## Page extract
Segment Open
This upcoming Friday/Saturday/Sunday is Memorial Day weekend, and New Yorkers especially will have plenty of options at their disposal. Here's a suggestion: the 6th annual Blip Festival.
You say you've never heard of the Blip Festival? Let me explain.
What's the Blip Festival?
Simply put, for the past five years, Blip Fest has become the grandest stage of them all as far 8-bit music is concerned. There have been several offshoots in Japan, Europe, and Australia. But Blip Fest New York, the original, is still considered the best.
It's basically where established giants from the world of chiptunes live up to their hype, and where the stars of tomorrow are discovered, all over the course of a sweaty and deafening three day span.
And what are chiptunes?
In a nutshell, Chiptunes are original music performed via old-school video game hardware.
One instrument of choice is the original Game Boy, which runs special music authoring software (Little Sound DJ is the most popular). The original NES is well-represented, along with slightly newer gear, like the SNES or Genesis, and sometimes truly classic platforms, including old Atari computers and Commodores.
One highlight of Blip Festival 2007 for many attendees was their first taste of Huoratron, from Finland. His late night set is still talked about with much reverence to this very day.
Some performers choose to add "real" instruments to the mix, while others simply rely upon an assortment of Game Boys. A few handhelds might lay down the basic beats, while another is manipulated on the spot for the live audience. This is where the performative aspects of chiptune music really kick in.
So... you're watching someone play a Game Boy on stage?
Segment Closed
## Problem set
[a] Set down the part of the Blip Festival text that begins at the words "It's basically where" and stops after "this very day.", copying it word for word.
[b] Answer these questions from the Blip Festival text:
(i) Which music authoring software does it call the most popular for the Game Boy?
(ii) What country is Huoratron from?
(iii) In which places have there been offshoots of Blip Fest?

## Input data
Segment Open
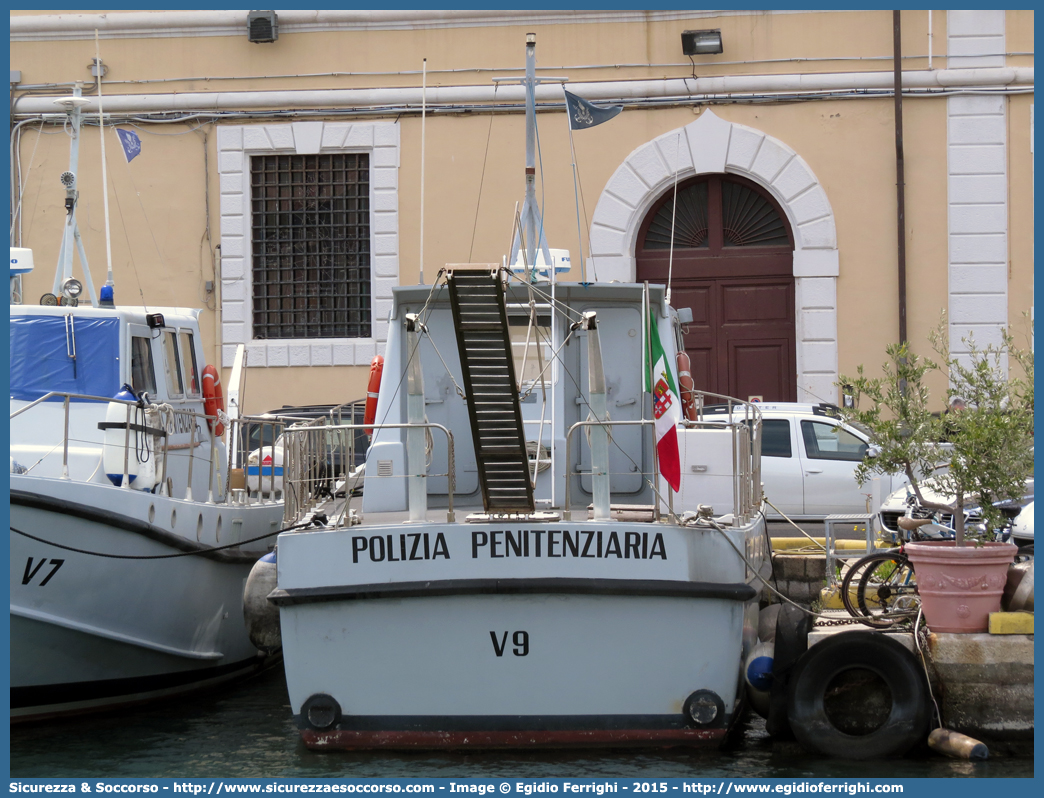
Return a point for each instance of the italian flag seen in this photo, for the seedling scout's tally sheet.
(666, 408)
Segment Closed
## Solutions to the problems
[a]
It's basically where established giants from the world of chiptunes live up to their hype, and where the stars of tomorrow are discovered, all over the course of a sweaty and deafening three day span.
And what are chiptunes?
In a nutshell, Chiptunes are original music performed via old-school video game hardware.
One instrument of choice is the original Game Boy, which runs special music authoring software (Little Sound DJ is the most popular). The original NES is well-represented, along with slightly newer gear, like the SNES or Genesis, and sometimes truly classic platforms, including old Atari computers and Commodores.
One highlight of Blip Festival 2007 for many attendees was their first taste of Huoratron, from Finland. His late night set is still talked about with much reverence to this very day.

[b]
(i) Little Sound DJ
(ii) Finland
(iii) Japan, Europe, and Australia